▸ **PASSAGE TO READ**

════════════════

Johannes "Hans" Beichert
Johannes "Hans" Beichert, age 84, passed away on November 8, 2012. He was born July 1, 1928, in Breslau, Germany to Georg and Ida Beichert. Hans was a master brick mason for 45 years. His skills and craftsmanship were in constant demand. From simple back yard projects to complex commercial structures, including stone lodges at Deer Valley ski resort in Park City and the Mormon Temple in San Diego, Hans did it all. With the help of his father, he built his own home in 1964 and years later, he would build his own cabin in Azure Cove at Bear Lake. His kids would benefit from his construction knowledge by having him work several building and remodeling projects on their homes. Hans was known for constantly being involved in a project and wouldn't stop working on it until it was finished.
Bear Lake was where Hans loved to spend his summer weekends with friends and family. When it came to water skiing, he had a few memorable moments. One was when he crash landed at the boat dock where everyone screamed, but luckily no one was hurt. Another was when he skied across the width of Bear Lake, an impressive 7 miles!

════════════════

▸ **SUPPLIED ENTRIES**
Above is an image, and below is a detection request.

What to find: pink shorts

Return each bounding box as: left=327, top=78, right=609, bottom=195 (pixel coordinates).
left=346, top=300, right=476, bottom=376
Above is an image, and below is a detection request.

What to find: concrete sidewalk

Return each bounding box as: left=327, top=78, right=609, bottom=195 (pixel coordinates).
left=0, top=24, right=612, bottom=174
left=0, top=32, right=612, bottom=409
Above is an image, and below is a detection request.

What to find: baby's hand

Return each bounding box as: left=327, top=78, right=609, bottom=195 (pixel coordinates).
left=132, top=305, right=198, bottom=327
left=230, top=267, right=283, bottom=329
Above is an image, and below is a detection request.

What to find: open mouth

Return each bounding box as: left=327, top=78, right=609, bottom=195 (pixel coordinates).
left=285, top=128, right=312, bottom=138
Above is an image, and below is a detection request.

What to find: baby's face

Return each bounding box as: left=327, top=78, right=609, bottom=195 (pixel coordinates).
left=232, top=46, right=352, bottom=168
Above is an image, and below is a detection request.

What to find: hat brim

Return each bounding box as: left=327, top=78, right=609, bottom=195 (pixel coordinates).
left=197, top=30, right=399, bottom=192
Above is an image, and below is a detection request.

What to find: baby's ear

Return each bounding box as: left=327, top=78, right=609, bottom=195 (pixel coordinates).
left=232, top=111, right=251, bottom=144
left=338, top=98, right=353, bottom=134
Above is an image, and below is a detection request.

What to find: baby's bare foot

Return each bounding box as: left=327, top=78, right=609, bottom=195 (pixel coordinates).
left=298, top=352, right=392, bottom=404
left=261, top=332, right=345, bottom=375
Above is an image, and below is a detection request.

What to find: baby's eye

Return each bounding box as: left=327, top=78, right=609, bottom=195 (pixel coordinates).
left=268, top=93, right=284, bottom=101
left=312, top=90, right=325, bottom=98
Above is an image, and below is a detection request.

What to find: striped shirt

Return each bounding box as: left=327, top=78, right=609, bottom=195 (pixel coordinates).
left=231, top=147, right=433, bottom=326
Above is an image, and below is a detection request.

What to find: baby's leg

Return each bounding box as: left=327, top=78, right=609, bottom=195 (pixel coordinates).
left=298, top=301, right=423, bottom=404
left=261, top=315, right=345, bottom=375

════════════════

▸ **TASKS AND EXERCISES**
1 - Rewrite the entries from their start through the line containing "left=346, top=300, right=476, bottom=376", swapping "pink shorts" for "red shorts" and leaving everything else unchanged.
2 - Extend the memorial tribute to Hans Beichert with the next passage, picking up after its final sentence.

▸ **OUTPUTS FOR THE TASKS**
1 -
Above is an image, and below is a detection request.

What to find: red shorts

Return each bounding box as: left=327, top=78, right=609, bottom=195 (pixel coordinates).
left=346, top=300, right=476, bottom=376

2 -
His childhood and young life were interesting. Born in a large eastern German town (Breslau) in 1928, Hans would spend his initial years growing up in an apartment building living with his parents and grandparents. At around 10 years of age, his family moved to a large property in a village where they had a few farm animals and a large garden. One of Hans' favorite pets was "Oscar the sheep" who pulled the neighbor kids around in a wagon. Hans had to run in front of Oscar to get him to go. To make the kids in the wagon a little scared, Hans would run really fast.
In 1945 when Hans was 16, he was drafted by the German army to participate in WWII. The war ended soon, so Hans returned home only to find Breslau destroyed. He would tell stories of how he and his friend were the only two people walking in miles of rubble. "An eerie feeling, it was," he would say. Misfortune continued when he was found and captured by French soldiers and placed in a POW camp for one year. For two more years he was made a slave at a Frenchman's farm. Hans would say, "I didn't care much for that French farmer." Finally in 1948, Hans would be released and had to begin the search for his family. By keeping in contact with relatives through letter writing, he found them in Nordhorn, West Germany. Hans moved there, learned the skills of bricklaying, and bought a motor cycle. He had a few motor cycle stories of when he picked up passengers and found they had fallen off somewhere along the ride. No one was hurt (according to him).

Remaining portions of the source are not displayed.